- Listed records -
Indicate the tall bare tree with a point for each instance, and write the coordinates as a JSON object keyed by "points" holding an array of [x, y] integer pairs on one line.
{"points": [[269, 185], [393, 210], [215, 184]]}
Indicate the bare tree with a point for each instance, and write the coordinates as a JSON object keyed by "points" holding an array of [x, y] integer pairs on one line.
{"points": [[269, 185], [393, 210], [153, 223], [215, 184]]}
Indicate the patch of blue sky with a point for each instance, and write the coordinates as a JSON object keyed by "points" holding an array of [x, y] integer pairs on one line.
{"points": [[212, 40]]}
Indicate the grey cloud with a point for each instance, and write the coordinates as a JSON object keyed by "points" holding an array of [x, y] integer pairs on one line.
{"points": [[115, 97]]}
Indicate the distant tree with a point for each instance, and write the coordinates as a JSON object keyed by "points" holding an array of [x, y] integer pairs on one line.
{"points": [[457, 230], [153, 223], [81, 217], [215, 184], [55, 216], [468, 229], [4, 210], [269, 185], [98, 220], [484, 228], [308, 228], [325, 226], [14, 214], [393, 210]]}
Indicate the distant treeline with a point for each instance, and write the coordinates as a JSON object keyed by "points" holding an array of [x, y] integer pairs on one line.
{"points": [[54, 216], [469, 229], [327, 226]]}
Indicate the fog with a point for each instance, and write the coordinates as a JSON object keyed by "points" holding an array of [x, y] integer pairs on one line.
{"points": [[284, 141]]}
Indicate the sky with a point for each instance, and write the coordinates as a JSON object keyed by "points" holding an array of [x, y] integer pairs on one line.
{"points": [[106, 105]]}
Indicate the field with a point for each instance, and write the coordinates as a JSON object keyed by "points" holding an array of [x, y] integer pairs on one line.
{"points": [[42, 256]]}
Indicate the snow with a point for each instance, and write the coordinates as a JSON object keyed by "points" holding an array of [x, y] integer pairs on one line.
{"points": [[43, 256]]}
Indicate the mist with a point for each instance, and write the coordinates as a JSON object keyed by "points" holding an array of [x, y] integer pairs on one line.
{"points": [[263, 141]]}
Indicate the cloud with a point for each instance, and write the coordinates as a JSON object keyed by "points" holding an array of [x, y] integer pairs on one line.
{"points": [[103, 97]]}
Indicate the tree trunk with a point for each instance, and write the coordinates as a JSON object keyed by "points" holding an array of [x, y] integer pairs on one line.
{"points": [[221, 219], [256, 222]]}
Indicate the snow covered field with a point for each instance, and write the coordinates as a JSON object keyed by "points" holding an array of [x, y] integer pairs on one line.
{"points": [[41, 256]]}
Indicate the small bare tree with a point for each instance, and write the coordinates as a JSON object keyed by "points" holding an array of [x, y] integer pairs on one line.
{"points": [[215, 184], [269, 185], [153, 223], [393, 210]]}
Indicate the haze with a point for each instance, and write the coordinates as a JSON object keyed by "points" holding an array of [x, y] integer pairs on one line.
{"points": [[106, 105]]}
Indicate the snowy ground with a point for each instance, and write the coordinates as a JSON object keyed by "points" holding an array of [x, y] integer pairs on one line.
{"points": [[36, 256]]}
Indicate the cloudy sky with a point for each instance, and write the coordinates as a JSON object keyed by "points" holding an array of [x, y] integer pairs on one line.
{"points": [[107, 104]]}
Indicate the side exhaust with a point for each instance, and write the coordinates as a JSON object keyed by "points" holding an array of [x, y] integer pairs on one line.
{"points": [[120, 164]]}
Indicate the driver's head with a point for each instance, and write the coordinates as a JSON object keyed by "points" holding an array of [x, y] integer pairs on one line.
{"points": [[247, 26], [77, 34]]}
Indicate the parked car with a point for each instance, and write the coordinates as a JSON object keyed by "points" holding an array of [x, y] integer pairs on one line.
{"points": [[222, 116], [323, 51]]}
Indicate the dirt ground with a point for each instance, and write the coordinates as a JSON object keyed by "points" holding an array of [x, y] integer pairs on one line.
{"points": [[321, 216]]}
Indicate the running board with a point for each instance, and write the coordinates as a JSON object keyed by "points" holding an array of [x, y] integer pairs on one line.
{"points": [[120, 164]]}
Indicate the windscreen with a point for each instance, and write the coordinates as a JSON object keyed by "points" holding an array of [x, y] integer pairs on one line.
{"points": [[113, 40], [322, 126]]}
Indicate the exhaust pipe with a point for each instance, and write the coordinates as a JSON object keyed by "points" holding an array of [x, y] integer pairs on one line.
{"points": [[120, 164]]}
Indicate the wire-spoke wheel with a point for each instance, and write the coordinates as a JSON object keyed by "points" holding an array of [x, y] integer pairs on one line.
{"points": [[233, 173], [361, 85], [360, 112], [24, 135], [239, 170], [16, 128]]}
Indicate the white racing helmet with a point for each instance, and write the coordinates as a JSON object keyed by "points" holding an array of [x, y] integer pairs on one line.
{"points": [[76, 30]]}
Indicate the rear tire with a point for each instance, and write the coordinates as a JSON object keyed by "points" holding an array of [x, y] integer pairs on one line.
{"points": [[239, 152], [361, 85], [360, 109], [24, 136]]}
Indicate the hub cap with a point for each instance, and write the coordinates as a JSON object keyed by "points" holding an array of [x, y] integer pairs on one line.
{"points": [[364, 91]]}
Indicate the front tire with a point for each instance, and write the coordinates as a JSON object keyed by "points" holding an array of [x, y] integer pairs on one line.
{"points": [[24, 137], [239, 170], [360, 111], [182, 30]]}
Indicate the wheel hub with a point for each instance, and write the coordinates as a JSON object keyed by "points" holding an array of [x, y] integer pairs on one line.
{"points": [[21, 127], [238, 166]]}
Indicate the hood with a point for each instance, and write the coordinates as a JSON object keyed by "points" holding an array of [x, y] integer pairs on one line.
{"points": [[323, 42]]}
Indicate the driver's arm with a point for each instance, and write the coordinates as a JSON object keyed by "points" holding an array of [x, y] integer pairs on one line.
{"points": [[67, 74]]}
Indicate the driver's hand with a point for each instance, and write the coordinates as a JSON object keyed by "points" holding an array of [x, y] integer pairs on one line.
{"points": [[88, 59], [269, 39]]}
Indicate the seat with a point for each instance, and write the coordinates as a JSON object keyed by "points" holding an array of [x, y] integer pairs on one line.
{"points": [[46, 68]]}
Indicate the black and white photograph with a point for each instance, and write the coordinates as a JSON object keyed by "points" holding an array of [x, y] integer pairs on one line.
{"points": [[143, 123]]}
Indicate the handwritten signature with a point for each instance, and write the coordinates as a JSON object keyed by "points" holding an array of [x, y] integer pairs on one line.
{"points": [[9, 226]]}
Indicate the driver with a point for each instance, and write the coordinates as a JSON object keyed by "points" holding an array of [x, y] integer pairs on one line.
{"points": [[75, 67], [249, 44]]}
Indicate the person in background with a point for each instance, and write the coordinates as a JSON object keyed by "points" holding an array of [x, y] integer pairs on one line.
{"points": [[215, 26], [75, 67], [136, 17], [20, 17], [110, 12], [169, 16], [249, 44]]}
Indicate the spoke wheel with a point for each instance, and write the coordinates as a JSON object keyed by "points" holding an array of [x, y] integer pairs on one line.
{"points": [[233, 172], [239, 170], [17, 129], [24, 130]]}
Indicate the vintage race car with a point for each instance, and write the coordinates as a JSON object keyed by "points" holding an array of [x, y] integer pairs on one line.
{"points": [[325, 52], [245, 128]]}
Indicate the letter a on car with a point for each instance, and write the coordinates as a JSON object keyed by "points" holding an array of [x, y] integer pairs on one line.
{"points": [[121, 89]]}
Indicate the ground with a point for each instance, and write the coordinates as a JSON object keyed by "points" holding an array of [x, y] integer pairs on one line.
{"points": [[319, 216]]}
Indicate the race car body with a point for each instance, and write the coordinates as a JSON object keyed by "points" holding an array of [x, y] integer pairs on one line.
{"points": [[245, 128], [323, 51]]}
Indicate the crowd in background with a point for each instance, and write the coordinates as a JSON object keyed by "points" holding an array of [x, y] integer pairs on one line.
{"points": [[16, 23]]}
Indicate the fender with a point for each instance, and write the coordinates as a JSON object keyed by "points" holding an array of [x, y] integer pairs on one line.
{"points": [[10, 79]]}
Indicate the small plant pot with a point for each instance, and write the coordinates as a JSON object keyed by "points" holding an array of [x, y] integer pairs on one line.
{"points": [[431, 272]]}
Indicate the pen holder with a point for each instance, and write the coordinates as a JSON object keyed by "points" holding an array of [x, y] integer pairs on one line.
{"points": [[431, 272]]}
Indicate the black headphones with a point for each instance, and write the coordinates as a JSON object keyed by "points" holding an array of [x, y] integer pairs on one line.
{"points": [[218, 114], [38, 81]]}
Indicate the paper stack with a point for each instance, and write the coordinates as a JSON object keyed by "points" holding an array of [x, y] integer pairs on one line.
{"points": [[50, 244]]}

- Short problem -
Retype exactly, please, each line from the line that contains "Indicate the small plant" through the last line of the entries above, with nothing added.

- Answer for the task -
Indicate the small plant pot with a point for each instance, and write the coordinates as a JSON object keyed by "points" holding an array of [x, y] integer pairs on one line.
{"points": [[431, 272]]}
Indicate the pen holder with a point for each instance, and write the coordinates as a JSON object keyed by "points" holding an array of [x, y] integer pairs on one line.
{"points": [[431, 272]]}
Indicate the black headphones with a point for each instance, and write the coordinates as a JSON object keyed by "points" holding an array of [x, y] integer pairs on one line.
{"points": [[218, 114], [38, 81]]}
Indicate the paper stack with a point for each instance, and write the coordinates as a JSON object keyed by "points" holding an array of [x, y] integer pairs on one line.
{"points": [[50, 244]]}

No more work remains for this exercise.